== Data for processing ==
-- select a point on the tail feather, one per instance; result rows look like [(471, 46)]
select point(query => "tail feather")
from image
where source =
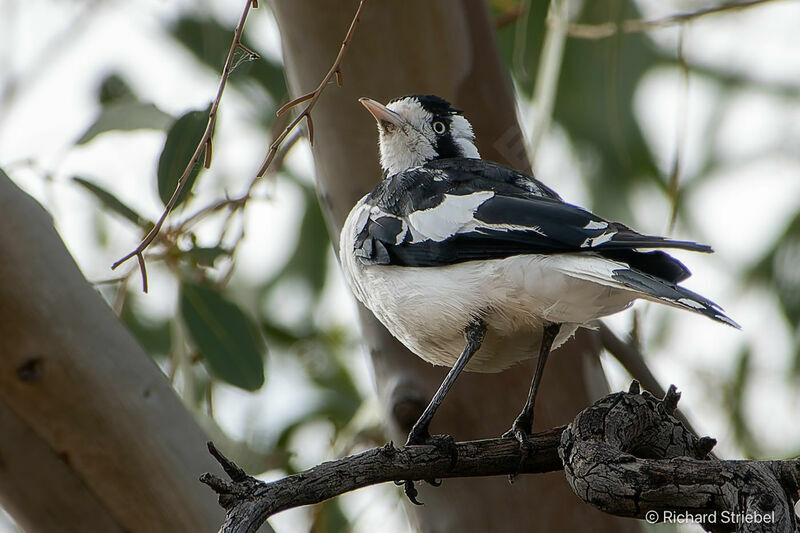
===
== Data for processing ==
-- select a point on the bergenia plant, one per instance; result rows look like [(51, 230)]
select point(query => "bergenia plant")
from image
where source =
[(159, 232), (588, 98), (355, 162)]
===
- [Problem statement]:
This exercise needs every line of the listing that contains the word "select".

- [Solution]:
-- select a point on the tail feather, one per instance; result rows look like [(471, 46)]
select point(query => "tail feather")
-- select a point on the bergenia plant, one per instance; result rows look like [(51, 230)]
select point(query => "bergenia plant")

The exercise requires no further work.